Retype nothing but the lines running from the line that contains "of the black" to the last line, both ends included, and skip every image.

● Dataset entries
——————
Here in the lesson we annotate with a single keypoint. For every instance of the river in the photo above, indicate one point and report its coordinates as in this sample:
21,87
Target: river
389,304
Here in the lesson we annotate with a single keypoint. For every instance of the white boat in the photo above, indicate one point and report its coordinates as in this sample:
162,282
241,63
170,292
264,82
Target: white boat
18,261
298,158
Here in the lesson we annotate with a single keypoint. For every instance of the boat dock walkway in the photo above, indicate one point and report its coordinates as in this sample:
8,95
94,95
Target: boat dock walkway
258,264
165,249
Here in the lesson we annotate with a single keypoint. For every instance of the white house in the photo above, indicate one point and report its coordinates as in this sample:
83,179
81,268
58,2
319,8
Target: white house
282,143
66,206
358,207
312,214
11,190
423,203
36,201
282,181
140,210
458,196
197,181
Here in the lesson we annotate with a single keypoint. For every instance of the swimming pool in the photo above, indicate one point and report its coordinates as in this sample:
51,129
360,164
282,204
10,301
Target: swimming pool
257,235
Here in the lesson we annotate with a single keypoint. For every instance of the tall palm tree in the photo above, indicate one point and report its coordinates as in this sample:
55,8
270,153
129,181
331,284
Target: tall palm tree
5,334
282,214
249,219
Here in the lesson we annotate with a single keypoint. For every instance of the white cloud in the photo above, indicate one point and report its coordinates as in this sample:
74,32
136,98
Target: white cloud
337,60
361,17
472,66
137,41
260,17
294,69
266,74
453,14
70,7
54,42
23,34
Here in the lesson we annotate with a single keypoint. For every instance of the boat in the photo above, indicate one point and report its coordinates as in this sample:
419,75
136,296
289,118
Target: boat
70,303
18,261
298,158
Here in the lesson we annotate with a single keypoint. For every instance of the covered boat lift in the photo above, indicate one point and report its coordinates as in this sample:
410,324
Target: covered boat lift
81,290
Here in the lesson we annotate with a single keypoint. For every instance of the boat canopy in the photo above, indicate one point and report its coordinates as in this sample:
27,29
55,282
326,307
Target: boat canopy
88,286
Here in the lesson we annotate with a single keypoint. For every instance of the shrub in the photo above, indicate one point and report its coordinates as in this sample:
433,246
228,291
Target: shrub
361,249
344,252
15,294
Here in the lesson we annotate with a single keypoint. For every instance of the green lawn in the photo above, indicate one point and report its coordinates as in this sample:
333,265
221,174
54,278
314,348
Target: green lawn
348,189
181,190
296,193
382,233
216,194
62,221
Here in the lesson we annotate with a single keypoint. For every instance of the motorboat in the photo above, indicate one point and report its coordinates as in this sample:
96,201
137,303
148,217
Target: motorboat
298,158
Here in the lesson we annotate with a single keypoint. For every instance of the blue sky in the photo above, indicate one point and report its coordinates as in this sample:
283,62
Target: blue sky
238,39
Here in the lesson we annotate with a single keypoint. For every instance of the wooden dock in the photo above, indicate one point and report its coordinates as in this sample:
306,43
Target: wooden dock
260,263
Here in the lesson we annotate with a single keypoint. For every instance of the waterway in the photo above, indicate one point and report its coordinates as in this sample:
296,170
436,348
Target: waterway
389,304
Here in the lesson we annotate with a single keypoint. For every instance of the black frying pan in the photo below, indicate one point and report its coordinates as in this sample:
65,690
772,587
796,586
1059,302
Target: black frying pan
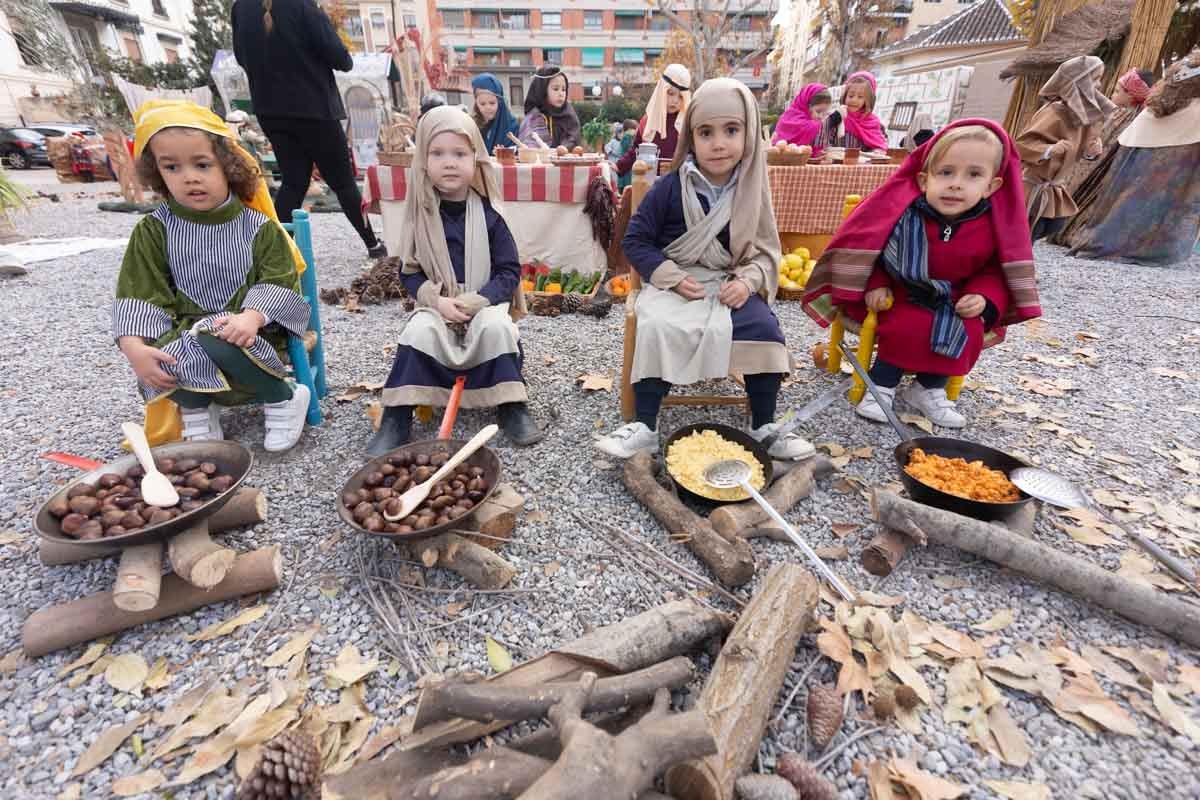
946,447
229,457
731,434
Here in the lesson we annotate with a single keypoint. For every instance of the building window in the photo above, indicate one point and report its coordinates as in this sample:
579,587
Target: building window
516,20
593,56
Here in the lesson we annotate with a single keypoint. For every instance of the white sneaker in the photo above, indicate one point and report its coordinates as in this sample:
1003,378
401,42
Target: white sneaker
870,409
935,404
285,421
787,447
629,439
203,423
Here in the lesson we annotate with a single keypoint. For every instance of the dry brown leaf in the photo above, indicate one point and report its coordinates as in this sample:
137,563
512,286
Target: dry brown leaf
1174,715
139,783
245,617
298,643
999,621
105,745
921,785
94,651
1018,791
126,672
594,383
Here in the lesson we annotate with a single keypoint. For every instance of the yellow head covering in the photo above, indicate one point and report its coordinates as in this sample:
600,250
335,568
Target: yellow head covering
154,115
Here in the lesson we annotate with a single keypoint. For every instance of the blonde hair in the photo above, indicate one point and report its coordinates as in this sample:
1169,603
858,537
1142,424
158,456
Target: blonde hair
967,132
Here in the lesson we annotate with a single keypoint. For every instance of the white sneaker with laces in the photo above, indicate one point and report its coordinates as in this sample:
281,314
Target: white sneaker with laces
935,404
870,409
787,447
285,421
203,423
629,439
——————
● Answer to the problem
Here in the lesson we annotate with a single keypoint. For every instance of the black frying pan in the photo below, indicate one point and report its coordinates as in this sample:
65,690
772,587
796,586
1059,302
Target: black frying pan
946,447
229,457
731,434
Here in the lesson we annotate with a single keypoint. For every instance of the building window in the photo above, indicate one point and report its coordinates as in this sample:
579,587
Target: building window
516,20
593,56
Here in the lesson we annotate with a single keypoint. For every instance of the white sneaker in the photo above, indicate one point and report its coordinates as in this sample:
1003,378
401,42
Target: white sneaker
870,409
935,404
285,421
787,447
629,439
203,423
Here in the lesson we annotate with a single keypoint. For every instance of the dry brown leaf in the photo above, indicate one point and report its coordinates as in this sample:
137,563
512,286
Target: dry brown leaf
1174,715
139,783
245,617
298,643
999,621
105,745
921,785
94,651
1018,791
126,672
594,383
Here in the lesson we annotate with a single keypoint. For every instance of the yellow head covering in the photo above, indicate one point and report its coordinates as in this sample:
600,250
335,568
Target: yellow head covering
154,115
Here in the lesson we annotate with a single keypoint. For every instance of the blonde hair in the photo above, indicate one point and report its coordinates as in this sample:
1169,603
858,537
1142,424
158,456
Target: blonde hair
967,132
Here in the lesson we annotate with a single keypoint. For every instance of the white sneaker with laces in the photo above, indicate one point and report its coordinates as in this sample:
281,314
Target: white sneaker with laces
935,404
870,409
787,447
285,421
203,423
629,439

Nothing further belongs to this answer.